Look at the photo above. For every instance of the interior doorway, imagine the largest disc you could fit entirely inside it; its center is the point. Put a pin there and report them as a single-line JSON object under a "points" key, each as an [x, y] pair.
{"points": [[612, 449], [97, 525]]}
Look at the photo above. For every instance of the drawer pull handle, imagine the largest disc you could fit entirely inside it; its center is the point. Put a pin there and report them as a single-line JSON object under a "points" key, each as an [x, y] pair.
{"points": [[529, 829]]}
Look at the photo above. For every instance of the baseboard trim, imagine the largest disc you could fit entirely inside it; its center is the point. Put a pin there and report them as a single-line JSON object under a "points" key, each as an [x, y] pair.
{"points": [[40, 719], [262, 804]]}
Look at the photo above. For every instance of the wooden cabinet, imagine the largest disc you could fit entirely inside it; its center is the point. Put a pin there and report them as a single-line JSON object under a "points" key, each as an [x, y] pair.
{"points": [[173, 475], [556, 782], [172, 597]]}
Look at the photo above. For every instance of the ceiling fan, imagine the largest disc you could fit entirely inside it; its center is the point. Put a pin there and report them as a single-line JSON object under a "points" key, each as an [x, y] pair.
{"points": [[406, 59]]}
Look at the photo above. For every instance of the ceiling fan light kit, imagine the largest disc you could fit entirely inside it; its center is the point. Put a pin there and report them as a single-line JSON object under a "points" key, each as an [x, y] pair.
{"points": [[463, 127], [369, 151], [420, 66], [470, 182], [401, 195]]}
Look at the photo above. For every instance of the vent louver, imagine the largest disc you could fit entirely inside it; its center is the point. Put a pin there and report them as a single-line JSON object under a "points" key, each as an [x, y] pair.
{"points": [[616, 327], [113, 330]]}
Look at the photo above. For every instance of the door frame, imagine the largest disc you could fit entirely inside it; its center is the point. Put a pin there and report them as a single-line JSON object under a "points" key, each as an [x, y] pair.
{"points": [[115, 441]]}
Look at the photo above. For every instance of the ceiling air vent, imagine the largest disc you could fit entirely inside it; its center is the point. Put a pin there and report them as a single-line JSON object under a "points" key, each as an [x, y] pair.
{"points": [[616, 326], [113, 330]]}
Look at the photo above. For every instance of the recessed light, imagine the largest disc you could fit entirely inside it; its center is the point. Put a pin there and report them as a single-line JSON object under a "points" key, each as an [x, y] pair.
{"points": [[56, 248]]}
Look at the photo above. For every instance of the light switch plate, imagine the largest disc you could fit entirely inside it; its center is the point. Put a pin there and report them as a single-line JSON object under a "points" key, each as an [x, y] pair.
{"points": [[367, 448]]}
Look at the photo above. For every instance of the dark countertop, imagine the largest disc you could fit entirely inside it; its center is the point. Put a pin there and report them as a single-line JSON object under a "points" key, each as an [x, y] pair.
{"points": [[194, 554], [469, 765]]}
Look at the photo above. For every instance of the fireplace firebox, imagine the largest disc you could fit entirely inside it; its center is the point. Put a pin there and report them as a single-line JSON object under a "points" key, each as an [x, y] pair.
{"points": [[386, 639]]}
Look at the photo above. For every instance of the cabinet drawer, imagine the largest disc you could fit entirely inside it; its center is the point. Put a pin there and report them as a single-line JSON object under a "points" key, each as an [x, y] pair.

= = =

YOUR GOAL:
Output all preceding records character for character.

RESULT:
Look at the photo above. For every instance of the interior doorway, imagine the largest disc you could fit entirely inside it; its center is the point. Put a pin there and report them as a single-line JSON object under a "points" key, each as an [x, y] pair.
{"points": [[612, 449], [97, 525]]}
Look at the photo above. For every instance of the drawer pull handle, imagine the largest disc you could fit entirely inside it; its center is the point. Put a pin there and report them as a single-line JSON object under a "points" key, each as an [x, y] pair.
{"points": [[529, 829]]}
Look at the photo above. For every instance of the baseboard trim, imagine the largest disc you could fit entirely inside it; its center is the point. Put a pin there and report them as a single-line JSON object under a "points" key, each as an [x, y] pair.
{"points": [[40, 719], [262, 804]]}
Look at the photo above. For every instance of the wooden cabinet, imagine the largest disc you could fit entirely inside it; its center is the point. Put a pin there and report them as a single-line JSON object under a "points" key, each as an [x, y] pair.
{"points": [[173, 475], [556, 782], [172, 597]]}
Look at the photo above. For every instance of the ceiling fan, imagine the largest disc you could fit entirely inside it; its center is the point. Put a pin there and report them as a single-line JSON object under a "points" key, each as an [x, y] pair.
{"points": [[406, 59]]}
Look at the photo above. For every instance of the ceiling fan light kit, imagine the largest disc you could fit entirely inside it; its center is the point. Put a pin there and report them as a single-line JSON object under a "points" key, each as an [x, y] pair.
{"points": [[463, 127], [369, 151], [420, 66], [470, 182], [401, 195]]}
Look at the photo above. For every instance of the vent louver, imagine the largest disc you could fit entirely inside it; its center is the point. Put a pin there and report them as a single-line JSON object under a "points" key, each as an [x, y] pair.
{"points": [[616, 327], [113, 330]]}
Look at the photo above. For every instance of the door frame, imagine the largest disc you could fit entirely inside it; its center is the point. Put a pin there and report them as a single-line JSON object under a "points" key, each as an [x, y] pair.
{"points": [[115, 441]]}
Look at the photo above. For every instance of the ceiling air vent, imagine the largest disc you could fit entirely inside it; its center is the point. Put a pin there and report them as a single-line JSON object under a "points" key, each as an [x, y] pair.
{"points": [[616, 326], [113, 330]]}
Look at the photo above. For every instance of the recessed light, imagine the largest disc you could fit entirely inside it; its center is the point. Put a pin there and report them as a single-line JSON object under a "points" key, each as an [x, y] pair.
{"points": [[56, 248]]}
Look at the photo above. For every instance of the light switch plate, imagine the largest disc you could fit entirely inside it; its center is the point. Put a pin there and report them as a single-line JSON object under a "points" key, each as an [x, y] pair.
{"points": [[367, 448]]}
Look at the photo above. For every instance of the dark countertop, imagine the largest disc you could fit entirely inside it; its center is the point. Put a pin there and report them as a single-line JSON object under a "points" key, each as an [x, y] pair.
{"points": [[194, 554], [469, 765]]}
Look at the photo above. For every instance of the fireplace firebox, imagine the largest disc you could fit entirely inside it; its center is the point. Put a pin there and report them as a single-line JSON object under a "points" key, each as an [x, y] pair.
{"points": [[386, 639]]}
Look at the photo above. For every instance of the cabinet drawer, imagine the largest disc you could fit entirely inside it; its center is the point. Put a pin there and report them as a single-line JSON object under a "points" key, each as an [x, y] pair.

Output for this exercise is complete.